About this exercise:
Return every record in full. Match each one exactly.

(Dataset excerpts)
________

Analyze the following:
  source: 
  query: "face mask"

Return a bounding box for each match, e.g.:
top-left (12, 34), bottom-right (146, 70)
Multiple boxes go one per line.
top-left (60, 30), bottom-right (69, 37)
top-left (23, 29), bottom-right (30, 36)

________

Result of this task:
Analyze the following:
  source: 
  query: "face mask"

Return a bounding box for each match, e.g.:
top-left (12, 34), bottom-right (146, 70)
Multiple boxes go one per line.
top-left (60, 30), bottom-right (69, 37)
top-left (23, 29), bottom-right (30, 36)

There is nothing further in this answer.